▶ **Task data**
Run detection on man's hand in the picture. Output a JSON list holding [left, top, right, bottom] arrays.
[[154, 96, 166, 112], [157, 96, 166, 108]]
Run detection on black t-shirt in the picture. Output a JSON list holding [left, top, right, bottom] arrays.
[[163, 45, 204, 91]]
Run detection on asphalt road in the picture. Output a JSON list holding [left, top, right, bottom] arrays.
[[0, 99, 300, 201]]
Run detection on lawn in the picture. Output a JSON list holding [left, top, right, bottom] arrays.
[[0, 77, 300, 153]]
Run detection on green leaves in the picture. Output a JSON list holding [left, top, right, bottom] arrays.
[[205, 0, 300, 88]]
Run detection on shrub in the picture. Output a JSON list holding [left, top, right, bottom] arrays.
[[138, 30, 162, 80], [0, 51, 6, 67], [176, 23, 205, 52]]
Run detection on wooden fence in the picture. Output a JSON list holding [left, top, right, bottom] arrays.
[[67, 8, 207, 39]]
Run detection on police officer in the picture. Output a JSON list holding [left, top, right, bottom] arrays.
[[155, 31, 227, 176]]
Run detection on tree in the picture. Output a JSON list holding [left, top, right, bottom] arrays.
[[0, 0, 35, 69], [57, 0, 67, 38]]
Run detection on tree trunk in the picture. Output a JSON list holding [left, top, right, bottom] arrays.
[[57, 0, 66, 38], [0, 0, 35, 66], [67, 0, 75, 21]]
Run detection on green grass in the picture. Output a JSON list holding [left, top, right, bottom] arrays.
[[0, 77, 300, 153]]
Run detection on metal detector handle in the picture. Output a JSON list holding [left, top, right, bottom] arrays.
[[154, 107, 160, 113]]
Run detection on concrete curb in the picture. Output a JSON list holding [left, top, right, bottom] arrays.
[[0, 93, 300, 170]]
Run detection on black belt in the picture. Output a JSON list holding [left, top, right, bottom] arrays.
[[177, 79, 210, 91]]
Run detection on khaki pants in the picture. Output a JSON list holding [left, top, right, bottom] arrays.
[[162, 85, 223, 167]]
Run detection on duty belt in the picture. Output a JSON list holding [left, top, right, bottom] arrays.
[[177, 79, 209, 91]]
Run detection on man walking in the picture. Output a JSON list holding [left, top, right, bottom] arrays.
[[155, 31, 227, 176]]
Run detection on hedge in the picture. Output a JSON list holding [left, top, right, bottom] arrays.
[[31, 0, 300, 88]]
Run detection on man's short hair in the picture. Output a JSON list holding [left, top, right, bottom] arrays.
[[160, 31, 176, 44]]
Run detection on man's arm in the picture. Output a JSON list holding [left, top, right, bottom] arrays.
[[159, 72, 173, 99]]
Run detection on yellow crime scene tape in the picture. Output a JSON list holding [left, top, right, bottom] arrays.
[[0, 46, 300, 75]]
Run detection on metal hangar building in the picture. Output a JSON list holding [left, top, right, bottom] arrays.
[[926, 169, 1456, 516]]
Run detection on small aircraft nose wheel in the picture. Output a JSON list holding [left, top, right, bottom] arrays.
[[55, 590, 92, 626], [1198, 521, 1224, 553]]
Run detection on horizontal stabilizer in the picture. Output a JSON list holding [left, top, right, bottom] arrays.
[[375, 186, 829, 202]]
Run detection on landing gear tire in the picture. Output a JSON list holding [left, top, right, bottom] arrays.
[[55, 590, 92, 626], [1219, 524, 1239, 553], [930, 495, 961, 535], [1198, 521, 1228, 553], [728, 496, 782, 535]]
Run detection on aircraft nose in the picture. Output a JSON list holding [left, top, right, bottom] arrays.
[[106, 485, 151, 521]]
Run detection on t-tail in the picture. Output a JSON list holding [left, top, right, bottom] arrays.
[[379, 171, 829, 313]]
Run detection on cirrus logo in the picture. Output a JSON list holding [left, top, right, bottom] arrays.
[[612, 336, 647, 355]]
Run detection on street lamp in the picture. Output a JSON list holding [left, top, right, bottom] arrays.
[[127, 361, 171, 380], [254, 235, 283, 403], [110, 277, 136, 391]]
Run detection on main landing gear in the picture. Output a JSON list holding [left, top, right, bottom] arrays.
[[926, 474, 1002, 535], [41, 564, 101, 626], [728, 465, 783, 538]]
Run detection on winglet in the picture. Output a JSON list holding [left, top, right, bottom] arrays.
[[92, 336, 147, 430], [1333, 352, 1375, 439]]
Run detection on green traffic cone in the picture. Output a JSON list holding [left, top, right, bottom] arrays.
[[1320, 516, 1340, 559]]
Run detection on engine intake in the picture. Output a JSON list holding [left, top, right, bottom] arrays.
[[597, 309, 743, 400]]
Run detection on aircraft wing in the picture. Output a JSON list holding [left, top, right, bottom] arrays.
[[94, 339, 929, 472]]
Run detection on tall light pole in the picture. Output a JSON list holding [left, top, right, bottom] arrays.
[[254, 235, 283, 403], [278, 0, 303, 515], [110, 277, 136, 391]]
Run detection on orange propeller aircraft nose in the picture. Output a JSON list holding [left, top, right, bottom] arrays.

▶ **Description of the task**
Replace "JSON list" with "JSON array" in the records from the line with "Run detection on metal hangar" to the line with "403], [110, 277, 136, 391]]", and give back only those lines with nothing else changed.

▶ **Reply to the exercise**
Run detection on metal hangar building in the picture. Output a JSON array holding [left, top, right, bottom] arrays.
[[926, 169, 1456, 516]]
Run detection on small aircraft nose wheel in the picture. Output a JSON array holding [left, top, right, bottom] arrays.
[[55, 590, 92, 626], [1198, 521, 1224, 553]]
Run detection on horizontal stabilizer in the picture. Output a JSON array holding [left, top, right, bottom] arrays.
[[375, 186, 829, 202]]
Run detection on landing gear tire in the picture. Output a JSON array holding [left, top, right, bottom] arrays.
[[55, 590, 92, 626], [1219, 524, 1239, 553], [930, 495, 961, 535], [1198, 521, 1228, 553], [728, 496, 782, 535]]
Run detection on aircraft nose in the picture. Output a JSON array holding [left, top, right, bottom] arrays.
[[106, 485, 151, 521]]
Run detection on t-tail in the picture. Output a JSON array holding [left, top, right, bottom] arrays.
[[379, 171, 829, 313]]
Run detection on cirrus logo in the picture. Output a JSON array holding [left, top, right, bottom] arrays.
[[612, 336, 647, 355]]
Run detection on street lamp in the picture. Output a JSON array holding [left, top, right, bottom] arrays.
[[127, 361, 171, 380], [254, 235, 283, 403], [110, 277, 136, 391]]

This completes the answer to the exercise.